=== GIVEN TASK 1 ===
Pull out every line in the entries below that contains the word "golden", with case counting.

=== DOCUMENT ===

= = = = = = =

I want to send out a generalized message telling the bouncers that if they are spammers to get lost and if they are subscribers to check posting rules on our website.

The MAJORDOMO bounce for nonmember submission contains the email address in the body. That is easy to parse for.

From within an rcfile running on the listowner mail, you can do the following (this is all detached code, extracted in fragments from the filter set I describe above):


:0
* $ ^TO_(owner-$LISTNAME(-digest)?|$LISTNAME(-digest)?-approval)@$\OURDOMAIN
* ^Subject:[    ]*BOUNCE
{
        # (note, this braced construct actually checks for a number of other
        # bounces directed to the listowner, but I'm only presenting the
        # code for the nonmember one).

        # need to extract the offender's address from the message contained
        # in the BODY
        :0bi
        REPLYTO=|sed -e '1d'|formail -b -rtzxTo:

        FILTER_ID="NONMEMBER"

        # nonmember submission
        # note that this DOES NOT include "Re:", though the bounce
        # notification would not have this same subject anyway...
        :0
        * $ FILTER_OPTIONS ?? [         ]$FILTER_ID\>
* $ ^Subject:[ ]*BOUNCE $LISTNAME(-digest)?(_at_)$\OURDOMAIN:[ ]*.*Non-member submission from
        {
                BOUNCEMSG=nonmember.msg
                BOUNCESUBJ="Non-member list posting rejected"
                BODYBOUNCE=YES

                INCLUDERC=$PMDIR/bouncer.rc
        }
}




FILTER_OPTIONS is a string containing the options which were extracted for the given list from an options file. You could simply manually set it like so:

FILTER_OPTIONS="mylistid OPTION1 OPTION2 OPTION3 SUBNONMATCH"

= = = = = = =

=== RECORDS PROVIDED ===
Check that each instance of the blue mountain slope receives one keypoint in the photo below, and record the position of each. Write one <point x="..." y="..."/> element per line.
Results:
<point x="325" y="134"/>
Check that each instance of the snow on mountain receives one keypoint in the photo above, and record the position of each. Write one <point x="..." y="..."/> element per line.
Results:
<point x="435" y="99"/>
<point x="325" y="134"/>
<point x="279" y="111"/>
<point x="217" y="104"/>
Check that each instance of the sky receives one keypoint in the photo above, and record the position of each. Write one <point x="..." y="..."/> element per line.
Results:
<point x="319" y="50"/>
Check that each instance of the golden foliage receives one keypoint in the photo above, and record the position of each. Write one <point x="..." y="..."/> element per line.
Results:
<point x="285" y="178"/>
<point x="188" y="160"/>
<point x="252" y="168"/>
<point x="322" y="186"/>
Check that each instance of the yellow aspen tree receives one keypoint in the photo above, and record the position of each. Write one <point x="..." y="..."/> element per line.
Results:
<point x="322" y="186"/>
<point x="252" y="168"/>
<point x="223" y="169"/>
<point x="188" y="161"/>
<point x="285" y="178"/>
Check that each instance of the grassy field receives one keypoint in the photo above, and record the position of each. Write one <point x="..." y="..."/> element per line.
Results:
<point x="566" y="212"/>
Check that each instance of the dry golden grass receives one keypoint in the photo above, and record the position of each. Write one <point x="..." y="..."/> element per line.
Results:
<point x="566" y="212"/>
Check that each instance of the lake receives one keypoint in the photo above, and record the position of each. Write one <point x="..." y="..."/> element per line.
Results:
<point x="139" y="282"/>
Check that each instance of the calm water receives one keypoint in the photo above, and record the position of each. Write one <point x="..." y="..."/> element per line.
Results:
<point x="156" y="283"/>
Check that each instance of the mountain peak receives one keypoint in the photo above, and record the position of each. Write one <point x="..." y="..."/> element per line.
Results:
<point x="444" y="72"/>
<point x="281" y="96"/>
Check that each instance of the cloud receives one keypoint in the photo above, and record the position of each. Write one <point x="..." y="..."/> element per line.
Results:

= = = = = = =

=== GIVEN TASK 2 ===
From the procmail bounce post above, copy the passage that begins with the words "I want to send" and ends with "the nonmember one).".

=== PROBLEM SOLUTION 1 ===
Check that each instance of the golden foliage receives one keypoint in the photo above, and record the position of each. Write one <point x="..." y="..."/> element per line.
Check that each instance of the dry golden grass receives one keypoint in the photo above, and record the position of each. Write one <point x="..." y="..."/> element per line.

=== PROBLEM SOLUTION 2 ===
I want to send out a generalized message telling the bouncers that if they are spammers to get lost and if they are subscribers to check posting rules on our website.

The MAJORDOMO bounce for nonmember submission contains the email address in the body. That is easy to parse for.

From within an rcfile running on the listowner mail, you can do the following (this is all detached code, extracted in fragments from the filter set I describe above):


:0
* $ ^TO_(owner-$LISTNAME(-digest)?|$LISTNAME(-digest)?-approval)@$\OURDOMAIN
* ^Subject:[    ]*BOUNCE
{
        # (note, this braced construct actually checks for a number of other
        # bounces directed to the listowner, but I'm only presenting the
        # code for the nonmember one).